- _課題について_
本文の「このとき、出血しやすい人がいるんですよね。」を含む箇所から「もうひとつ、手術の中盤で、↑「穿刺(せんし)」というステップがあります。」までを、「手間がかかります」を「時間がかかります」に差し替えて更新し、書き出してください。

- _本文_
骨盤臓器脱外科医師の赤木一成です。
今回のテーマは、骨盤臓器脱手術にまつわる「出血」です。
「術前」「術中」「術後」の三つに分けて、お話させていただこうかと。
目次
術前の出血:こすれて出血する
まず、「術前に遭遇する出血」について。
これは、↑長期間放置して重症化した子宮脱の先端が、下着とこすれて出血するパターンです。
このパターンの出血は、手術で子宮が正常位置に戻ったら解決します。
手術までしばらく待つ場合には、「膣粘膜を保護する軟膏」を処方することもあります。
「癌」がないことを確認しておく必要がある
子宮脱の患者さんが「出血する」と訴える場合、われわれは必ず「癌」の可能性も念頭に置きます。
この場合、必ず子宮細胞診を行って、癌がない事を確認しておく必要があります。
術中の出血は2パターン
つぎは、「術中に遭遇する出血」です。
二つの出血パターンがあります。
①剥離時の出血:ペッサリー使ってた人に起こりやすい
術中に、↑剥離(はくり:はがすこと)するステップがあります。
このとき、出血しやすい人がいるんですよね。
はがすたびにジワジワ出血して、いちいち止血が必要だから手間がかかります・・・
これって、ペッサリー長期使用者で、ときどき見られる出血パターンです。
②穿刺時の出血:数百人中1人の割合で起こる
もうひとつ、手術の中盤で、↑「穿刺(せんし)」というステップがあります。
ニードル(写真の器具)で靭帯を貫通させて、糸を通す作業のことです。
穿刺するときには、血管の少ない安全な場所を狙うんですけど、それでもたまーに出血することがあるんです。
穿刺時に出血した場合、対処法はパターン化されているので、手順に迷うことはありません。
スタッフも手慣れているので、止血操作に必要な道具がすぐに揃って、止血操作に移ることができます。
術後の出血は、入院中と退院後の2種類
術後の出血には、入院中(手術翌日)と退院後(術後2~3週間)の、二通りの出血パターンがあります。
手術翌日ガーゼを抜いたら出血することがある
手術終了時に、ガーゼを膣内に留置します。
手術部位を一晩圧迫することで、出血・血腫を予防するわけです。
この止血ガーゼは、手術翌朝の回診時に抜きます。
この時たまーに、ガーゼがはがれた際の刺激で、出血する人がいます。
頻度としては、100人中1人くらいですかね。
↑骨盤臓器脱術後の出血は、痔核の術後出血と違って、ジワジワ出血してくるケースが大半です。

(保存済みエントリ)
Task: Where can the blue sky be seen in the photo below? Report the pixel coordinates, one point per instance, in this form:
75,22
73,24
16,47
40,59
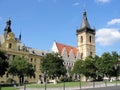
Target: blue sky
42,21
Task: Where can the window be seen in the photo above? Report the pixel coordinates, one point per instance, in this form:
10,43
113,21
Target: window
10,45
90,39
81,39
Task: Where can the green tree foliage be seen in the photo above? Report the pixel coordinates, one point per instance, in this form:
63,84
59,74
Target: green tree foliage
90,68
78,67
106,64
21,67
3,63
52,64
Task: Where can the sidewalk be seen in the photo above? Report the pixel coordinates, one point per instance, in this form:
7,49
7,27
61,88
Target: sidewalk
90,85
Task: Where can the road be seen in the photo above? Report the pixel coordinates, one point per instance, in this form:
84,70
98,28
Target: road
89,87
104,88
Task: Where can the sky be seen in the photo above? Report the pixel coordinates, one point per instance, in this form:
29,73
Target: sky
41,22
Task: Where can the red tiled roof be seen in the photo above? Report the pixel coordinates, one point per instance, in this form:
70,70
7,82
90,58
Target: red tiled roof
68,48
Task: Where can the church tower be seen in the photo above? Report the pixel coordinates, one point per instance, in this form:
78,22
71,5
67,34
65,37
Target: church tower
86,38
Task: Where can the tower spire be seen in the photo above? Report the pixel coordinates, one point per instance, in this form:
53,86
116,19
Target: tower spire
85,23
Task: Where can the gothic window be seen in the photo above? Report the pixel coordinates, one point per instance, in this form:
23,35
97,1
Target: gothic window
90,39
81,39
10,45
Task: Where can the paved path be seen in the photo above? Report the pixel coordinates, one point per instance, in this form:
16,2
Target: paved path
100,86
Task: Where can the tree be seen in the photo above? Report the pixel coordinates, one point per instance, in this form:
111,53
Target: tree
21,67
90,68
52,64
3,63
106,66
78,67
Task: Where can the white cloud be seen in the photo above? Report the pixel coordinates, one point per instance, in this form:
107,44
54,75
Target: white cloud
114,21
107,36
103,1
76,4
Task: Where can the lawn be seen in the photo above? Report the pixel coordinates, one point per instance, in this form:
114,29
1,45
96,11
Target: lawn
9,88
67,84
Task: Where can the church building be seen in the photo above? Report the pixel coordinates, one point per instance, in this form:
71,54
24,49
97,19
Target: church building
85,45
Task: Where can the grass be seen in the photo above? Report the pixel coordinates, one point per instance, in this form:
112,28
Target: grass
9,88
67,84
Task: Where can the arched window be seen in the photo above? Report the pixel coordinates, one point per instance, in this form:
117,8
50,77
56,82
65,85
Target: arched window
81,39
90,39
10,45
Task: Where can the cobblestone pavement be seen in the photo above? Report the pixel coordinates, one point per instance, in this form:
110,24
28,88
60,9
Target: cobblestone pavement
97,86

- _課題の出力_
このとき、出血しやすい人がいるんですよね。
はがすたびにジワジワ出血して、いちいち止血が必要だから時間がかかります・・・
これって、ペッサリー長期使用者で、ときどき見られる出血パターンです。
②穿刺時の出血:数百人中1人の割合で起こる
もうひとつ、手術の中盤で、↑「穿刺(せんし)」というステップがあります。